The task:
Please write out, exactly as given, the line that contains "Query: moai statue" and all lines that follow it through the end of the listing, and nothing else.

· · · · ·

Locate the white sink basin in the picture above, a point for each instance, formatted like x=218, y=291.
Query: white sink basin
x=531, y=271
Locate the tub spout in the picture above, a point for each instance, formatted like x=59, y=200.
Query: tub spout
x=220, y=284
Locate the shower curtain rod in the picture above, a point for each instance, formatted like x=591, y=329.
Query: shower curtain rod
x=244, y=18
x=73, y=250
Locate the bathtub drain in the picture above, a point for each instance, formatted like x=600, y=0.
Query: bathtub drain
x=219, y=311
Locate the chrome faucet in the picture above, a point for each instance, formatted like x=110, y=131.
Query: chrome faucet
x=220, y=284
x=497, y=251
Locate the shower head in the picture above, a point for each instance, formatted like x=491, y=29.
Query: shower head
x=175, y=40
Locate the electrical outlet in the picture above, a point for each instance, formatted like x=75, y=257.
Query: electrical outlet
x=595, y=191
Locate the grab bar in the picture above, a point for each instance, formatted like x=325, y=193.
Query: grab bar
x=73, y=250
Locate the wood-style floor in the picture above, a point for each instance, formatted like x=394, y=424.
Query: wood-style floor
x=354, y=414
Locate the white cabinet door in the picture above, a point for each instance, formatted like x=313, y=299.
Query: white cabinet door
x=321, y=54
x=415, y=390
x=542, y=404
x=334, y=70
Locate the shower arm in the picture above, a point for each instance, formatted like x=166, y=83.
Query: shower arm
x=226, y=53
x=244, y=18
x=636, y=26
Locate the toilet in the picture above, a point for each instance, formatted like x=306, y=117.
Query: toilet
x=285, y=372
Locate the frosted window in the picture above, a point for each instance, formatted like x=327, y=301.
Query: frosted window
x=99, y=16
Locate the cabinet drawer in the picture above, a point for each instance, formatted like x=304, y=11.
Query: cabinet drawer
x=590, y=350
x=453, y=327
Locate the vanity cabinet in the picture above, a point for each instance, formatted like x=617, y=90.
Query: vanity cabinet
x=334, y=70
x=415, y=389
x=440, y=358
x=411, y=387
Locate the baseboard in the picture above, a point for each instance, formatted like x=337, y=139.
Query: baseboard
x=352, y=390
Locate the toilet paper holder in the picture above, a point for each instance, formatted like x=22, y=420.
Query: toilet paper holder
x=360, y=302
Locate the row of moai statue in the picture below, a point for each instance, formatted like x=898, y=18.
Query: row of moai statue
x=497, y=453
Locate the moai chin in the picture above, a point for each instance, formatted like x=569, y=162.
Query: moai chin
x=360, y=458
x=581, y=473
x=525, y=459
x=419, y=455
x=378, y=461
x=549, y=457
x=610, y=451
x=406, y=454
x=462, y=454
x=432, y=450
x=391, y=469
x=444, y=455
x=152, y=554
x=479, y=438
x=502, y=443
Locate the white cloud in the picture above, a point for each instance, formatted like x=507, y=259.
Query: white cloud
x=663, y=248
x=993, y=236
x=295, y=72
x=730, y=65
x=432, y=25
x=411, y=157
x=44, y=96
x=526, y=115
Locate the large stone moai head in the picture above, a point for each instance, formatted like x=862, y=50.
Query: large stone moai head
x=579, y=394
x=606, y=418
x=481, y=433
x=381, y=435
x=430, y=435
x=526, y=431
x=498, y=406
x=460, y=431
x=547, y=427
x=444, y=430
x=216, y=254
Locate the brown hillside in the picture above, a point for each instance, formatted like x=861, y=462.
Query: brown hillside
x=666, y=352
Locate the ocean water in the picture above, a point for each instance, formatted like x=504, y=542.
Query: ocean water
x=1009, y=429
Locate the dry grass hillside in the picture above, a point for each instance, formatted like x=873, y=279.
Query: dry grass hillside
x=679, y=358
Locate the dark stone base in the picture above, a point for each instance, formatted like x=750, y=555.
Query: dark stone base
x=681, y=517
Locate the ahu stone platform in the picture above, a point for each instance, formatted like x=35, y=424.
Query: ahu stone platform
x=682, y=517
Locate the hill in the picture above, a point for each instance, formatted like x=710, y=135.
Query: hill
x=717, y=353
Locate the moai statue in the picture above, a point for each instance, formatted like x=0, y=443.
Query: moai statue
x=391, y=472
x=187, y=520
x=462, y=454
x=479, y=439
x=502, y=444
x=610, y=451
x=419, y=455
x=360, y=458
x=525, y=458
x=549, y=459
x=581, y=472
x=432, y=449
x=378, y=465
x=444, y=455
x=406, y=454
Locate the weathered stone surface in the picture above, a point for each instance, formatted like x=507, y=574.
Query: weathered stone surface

· · · · ·

Task output:
Query: moai statue
x=391, y=472
x=187, y=520
x=462, y=454
x=479, y=439
x=502, y=444
x=610, y=451
x=419, y=455
x=360, y=458
x=525, y=458
x=549, y=459
x=581, y=472
x=432, y=449
x=378, y=465
x=444, y=455
x=406, y=454
Locate the weathered stone surface in the picture above, a point for each instance, formatted like x=507, y=574.
Query: weathered stone surface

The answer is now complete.